Written problem:
Your task is to extract the lines from the one holding "of the snow" through the end of the material. Set them down exactly and add nothing.

Exercise materials:
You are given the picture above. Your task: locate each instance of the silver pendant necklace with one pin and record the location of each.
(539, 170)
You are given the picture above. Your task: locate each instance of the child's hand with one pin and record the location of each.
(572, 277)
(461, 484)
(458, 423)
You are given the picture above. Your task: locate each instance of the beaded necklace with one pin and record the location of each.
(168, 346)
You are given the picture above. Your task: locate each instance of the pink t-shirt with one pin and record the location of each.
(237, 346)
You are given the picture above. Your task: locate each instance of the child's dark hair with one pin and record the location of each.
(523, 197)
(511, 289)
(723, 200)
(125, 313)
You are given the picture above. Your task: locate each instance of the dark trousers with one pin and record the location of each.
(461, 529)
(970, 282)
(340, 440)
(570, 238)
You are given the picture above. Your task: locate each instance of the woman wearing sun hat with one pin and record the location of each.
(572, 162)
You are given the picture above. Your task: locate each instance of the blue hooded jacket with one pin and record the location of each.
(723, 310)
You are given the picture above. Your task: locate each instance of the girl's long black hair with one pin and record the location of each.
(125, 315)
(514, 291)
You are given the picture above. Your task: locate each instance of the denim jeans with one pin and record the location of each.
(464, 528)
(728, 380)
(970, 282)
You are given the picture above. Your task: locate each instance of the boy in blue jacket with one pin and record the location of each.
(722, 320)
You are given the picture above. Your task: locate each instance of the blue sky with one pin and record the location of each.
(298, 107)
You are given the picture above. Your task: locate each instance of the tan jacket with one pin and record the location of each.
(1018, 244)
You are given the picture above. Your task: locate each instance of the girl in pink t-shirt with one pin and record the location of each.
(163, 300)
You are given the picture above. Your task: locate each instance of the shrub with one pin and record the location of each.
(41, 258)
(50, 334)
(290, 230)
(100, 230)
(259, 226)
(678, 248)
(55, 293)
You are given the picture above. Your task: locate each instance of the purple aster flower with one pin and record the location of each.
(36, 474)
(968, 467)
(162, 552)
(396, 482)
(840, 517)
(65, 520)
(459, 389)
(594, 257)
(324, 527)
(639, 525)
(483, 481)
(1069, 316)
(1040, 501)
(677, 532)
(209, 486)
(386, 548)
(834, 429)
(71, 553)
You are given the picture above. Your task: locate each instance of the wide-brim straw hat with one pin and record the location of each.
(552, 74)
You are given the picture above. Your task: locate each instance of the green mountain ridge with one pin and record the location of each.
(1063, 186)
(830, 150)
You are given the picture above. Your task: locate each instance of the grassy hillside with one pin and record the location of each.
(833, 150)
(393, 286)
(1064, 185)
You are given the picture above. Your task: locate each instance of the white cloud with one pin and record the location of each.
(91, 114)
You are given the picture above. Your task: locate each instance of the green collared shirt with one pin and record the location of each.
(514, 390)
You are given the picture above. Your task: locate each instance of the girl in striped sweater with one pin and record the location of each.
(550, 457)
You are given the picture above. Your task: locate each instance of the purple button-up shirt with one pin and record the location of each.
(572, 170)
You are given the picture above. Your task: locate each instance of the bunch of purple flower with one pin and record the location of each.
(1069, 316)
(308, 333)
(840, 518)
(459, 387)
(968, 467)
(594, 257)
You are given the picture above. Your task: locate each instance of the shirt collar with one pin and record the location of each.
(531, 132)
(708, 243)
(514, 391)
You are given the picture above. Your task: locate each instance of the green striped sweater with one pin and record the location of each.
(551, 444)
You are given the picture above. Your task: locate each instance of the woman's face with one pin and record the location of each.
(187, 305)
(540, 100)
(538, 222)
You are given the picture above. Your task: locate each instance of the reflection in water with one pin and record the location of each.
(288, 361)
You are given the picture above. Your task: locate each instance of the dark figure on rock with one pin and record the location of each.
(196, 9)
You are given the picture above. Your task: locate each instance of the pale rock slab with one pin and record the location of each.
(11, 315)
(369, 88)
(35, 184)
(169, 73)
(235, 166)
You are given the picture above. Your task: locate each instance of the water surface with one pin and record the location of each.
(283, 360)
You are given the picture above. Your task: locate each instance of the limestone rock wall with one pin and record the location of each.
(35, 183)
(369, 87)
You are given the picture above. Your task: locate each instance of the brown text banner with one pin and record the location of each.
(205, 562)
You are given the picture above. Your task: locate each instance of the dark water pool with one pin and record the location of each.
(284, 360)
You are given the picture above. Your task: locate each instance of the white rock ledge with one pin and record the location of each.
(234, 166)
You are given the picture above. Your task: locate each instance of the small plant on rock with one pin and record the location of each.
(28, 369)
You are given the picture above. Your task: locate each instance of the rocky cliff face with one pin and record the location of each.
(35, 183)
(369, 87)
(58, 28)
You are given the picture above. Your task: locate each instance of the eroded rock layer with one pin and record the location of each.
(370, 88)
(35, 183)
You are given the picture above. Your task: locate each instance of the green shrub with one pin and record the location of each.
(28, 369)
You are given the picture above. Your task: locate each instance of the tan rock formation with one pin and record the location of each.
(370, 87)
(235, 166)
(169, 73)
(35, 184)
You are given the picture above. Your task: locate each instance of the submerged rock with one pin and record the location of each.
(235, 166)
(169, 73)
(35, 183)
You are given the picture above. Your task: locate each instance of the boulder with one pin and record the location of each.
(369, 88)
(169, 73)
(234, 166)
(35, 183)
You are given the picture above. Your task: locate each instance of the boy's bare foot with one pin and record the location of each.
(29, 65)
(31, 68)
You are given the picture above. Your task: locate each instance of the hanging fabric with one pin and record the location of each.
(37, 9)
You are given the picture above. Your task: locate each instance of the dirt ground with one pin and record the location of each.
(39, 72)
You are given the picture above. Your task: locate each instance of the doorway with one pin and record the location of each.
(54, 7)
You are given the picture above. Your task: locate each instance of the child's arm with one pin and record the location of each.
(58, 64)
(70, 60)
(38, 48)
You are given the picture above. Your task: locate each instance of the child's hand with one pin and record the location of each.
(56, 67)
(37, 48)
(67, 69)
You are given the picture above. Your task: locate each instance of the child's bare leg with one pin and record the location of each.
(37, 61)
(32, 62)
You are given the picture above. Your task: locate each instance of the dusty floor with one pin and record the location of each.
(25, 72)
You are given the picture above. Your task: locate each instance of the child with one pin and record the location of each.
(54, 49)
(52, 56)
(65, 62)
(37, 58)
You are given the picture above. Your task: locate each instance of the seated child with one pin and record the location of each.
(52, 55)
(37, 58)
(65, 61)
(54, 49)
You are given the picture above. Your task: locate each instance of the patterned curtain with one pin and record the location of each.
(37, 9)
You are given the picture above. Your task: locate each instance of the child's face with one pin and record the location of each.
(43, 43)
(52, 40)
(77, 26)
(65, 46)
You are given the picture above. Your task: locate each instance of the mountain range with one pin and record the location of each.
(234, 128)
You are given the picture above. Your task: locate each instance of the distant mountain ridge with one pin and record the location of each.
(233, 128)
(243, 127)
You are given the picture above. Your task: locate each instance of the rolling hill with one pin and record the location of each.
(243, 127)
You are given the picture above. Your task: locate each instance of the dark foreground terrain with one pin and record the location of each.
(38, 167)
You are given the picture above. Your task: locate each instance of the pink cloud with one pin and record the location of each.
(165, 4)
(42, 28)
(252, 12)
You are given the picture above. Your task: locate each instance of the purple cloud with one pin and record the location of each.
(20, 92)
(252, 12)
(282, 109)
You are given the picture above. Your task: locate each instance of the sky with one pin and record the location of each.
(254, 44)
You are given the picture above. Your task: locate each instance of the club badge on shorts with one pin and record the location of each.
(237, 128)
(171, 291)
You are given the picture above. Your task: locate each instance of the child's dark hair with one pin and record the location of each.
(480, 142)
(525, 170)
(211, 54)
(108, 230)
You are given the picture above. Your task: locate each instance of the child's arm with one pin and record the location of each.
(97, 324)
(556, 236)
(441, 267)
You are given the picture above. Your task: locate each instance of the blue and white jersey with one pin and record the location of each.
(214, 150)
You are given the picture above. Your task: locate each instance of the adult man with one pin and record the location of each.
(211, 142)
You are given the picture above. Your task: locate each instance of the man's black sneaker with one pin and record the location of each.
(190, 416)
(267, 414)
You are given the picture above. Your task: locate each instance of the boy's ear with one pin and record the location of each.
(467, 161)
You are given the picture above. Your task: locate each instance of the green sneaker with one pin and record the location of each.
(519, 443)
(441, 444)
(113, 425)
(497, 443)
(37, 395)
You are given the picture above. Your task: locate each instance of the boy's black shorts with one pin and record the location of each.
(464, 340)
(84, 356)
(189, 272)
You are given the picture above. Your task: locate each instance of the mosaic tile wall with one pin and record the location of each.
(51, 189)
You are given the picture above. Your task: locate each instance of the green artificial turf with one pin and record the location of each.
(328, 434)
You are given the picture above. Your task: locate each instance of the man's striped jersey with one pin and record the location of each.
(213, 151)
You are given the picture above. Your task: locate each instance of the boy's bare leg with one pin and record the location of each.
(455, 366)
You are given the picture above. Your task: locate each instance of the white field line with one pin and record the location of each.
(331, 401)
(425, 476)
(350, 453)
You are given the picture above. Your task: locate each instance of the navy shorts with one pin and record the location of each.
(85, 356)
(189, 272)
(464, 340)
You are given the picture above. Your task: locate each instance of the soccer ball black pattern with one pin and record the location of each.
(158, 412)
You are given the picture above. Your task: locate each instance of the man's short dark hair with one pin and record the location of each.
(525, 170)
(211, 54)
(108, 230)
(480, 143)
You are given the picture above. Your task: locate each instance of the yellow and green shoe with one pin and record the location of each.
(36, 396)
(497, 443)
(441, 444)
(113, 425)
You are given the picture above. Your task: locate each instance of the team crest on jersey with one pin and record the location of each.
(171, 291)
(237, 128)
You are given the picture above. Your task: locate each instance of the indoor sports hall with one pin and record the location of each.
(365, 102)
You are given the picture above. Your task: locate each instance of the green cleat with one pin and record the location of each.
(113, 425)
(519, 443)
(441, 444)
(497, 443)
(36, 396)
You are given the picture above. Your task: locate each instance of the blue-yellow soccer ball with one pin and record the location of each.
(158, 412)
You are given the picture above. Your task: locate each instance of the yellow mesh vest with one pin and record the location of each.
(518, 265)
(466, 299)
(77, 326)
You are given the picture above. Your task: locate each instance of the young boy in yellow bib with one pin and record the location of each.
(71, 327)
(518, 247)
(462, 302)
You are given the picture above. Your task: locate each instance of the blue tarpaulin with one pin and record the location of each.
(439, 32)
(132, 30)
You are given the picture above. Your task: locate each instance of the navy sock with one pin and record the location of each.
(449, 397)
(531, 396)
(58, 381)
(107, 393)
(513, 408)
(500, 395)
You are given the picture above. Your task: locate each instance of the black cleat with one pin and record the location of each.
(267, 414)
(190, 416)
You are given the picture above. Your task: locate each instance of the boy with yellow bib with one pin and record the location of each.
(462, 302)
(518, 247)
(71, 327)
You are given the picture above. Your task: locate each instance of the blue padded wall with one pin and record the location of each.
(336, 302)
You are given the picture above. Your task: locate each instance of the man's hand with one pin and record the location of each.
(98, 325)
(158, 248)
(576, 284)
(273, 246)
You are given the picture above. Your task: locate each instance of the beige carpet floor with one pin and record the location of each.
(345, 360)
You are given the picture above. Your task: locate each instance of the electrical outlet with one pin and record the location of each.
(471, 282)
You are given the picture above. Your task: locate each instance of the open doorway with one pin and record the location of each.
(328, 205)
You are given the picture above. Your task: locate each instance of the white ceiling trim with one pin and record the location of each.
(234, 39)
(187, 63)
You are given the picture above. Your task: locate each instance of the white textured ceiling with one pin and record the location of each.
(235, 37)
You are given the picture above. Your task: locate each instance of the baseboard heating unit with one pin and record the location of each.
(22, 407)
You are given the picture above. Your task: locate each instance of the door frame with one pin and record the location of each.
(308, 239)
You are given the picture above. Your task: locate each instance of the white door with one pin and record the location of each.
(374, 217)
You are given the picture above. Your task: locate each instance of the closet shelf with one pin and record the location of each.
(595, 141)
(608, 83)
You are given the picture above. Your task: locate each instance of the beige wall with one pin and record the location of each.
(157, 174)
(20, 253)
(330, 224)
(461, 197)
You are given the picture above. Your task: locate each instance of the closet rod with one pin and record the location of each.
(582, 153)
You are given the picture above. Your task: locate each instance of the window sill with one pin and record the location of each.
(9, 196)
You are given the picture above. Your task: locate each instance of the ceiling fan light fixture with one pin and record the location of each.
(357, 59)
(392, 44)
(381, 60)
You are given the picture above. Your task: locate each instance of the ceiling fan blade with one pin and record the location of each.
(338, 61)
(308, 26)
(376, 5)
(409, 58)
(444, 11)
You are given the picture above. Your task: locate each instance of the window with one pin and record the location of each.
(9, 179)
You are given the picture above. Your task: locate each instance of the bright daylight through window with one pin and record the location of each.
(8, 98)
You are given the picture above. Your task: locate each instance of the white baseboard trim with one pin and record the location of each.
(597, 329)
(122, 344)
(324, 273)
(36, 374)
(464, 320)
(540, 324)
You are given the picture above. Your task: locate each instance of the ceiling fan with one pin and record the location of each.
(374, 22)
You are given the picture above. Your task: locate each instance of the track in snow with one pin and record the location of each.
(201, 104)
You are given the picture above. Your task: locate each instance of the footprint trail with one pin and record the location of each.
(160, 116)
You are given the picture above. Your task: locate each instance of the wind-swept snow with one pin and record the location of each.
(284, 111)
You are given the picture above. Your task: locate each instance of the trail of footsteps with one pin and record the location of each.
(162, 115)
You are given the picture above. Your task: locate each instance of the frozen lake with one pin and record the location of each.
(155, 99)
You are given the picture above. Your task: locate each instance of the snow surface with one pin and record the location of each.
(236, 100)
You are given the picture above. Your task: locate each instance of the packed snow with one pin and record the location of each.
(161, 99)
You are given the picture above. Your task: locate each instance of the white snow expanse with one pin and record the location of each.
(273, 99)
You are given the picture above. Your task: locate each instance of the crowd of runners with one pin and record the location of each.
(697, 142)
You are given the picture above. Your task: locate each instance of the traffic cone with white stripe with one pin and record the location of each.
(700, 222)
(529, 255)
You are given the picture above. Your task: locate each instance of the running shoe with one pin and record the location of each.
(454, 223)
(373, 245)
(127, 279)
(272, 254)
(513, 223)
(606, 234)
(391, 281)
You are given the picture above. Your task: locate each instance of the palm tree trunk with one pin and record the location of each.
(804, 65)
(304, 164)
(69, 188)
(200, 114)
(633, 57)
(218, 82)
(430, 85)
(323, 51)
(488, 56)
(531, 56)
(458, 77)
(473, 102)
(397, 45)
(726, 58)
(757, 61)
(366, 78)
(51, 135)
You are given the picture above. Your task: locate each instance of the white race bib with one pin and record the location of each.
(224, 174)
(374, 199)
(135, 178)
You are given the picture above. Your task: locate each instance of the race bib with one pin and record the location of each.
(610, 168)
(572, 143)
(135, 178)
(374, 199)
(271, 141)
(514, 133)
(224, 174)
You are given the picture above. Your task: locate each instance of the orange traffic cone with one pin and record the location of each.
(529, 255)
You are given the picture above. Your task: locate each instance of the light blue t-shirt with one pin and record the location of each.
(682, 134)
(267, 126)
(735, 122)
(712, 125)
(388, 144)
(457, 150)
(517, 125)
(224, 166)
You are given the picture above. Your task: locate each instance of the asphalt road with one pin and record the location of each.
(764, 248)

Exercise solution:
You are given the picture above. Your task: locate each instance of the snow surface with one pin and record the location of each.
(236, 100)
You are given the picture above. Your task: locate each instance of the packed snow with one pin and record the location of each.
(161, 99)
You are given the picture above. Your task: locate each instance of the white snow expanse with one pin and record the location of each.
(273, 99)
You are given the picture above. Your task: locate each instance of the crowd of runners with one pin and record the location of each.
(697, 142)
You are given the picture above. Your task: locate each instance of the traffic cone with white stripe with one pin and record the location of each.
(700, 222)
(529, 255)
You are given the picture above. Your task: locate each instance of the running shoe with one pin and record the location of each.
(454, 223)
(373, 245)
(127, 279)
(272, 254)
(513, 223)
(606, 234)
(391, 281)
You are given the picture above. Your task: locate each instance of the palm tree trunk with one pin and record the location of each.
(804, 65)
(304, 164)
(69, 188)
(200, 114)
(633, 57)
(218, 82)
(430, 85)
(323, 51)
(488, 56)
(531, 56)
(458, 77)
(473, 102)
(397, 45)
(726, 58)
(757, 61)
(366, 78)
(51, 135)
You are given the picture above. Your task: locate each instance of the white race bib with one pin and record the location of each.
(224, 174)
(374, 199)
(135, 178)
You are given the picture above. Your task: locate each instance of the race bib with one pin and record the location of each.
(610, 168)
(572, 143)
(135, 178)
(374, 199)
(271, 141)
(514, 133)
(224, 174)
You are given the picture above. Your task: locate each instance of the orange traffic cone with one pin and record the location of each.
(529, 255)
You are given the picture above. Your task: locate each instance of the light blue t-shirt with one pin and record the location of each.
(682, 134)
(267, 126)
(735, 122)
(712, 125)
(388, 144)
(457, 150)
(517, 125)
(224, 166)
You are given the picture above. Your task: locate each instance of the asphalt road with one pin and record the location of each.
(764, 248)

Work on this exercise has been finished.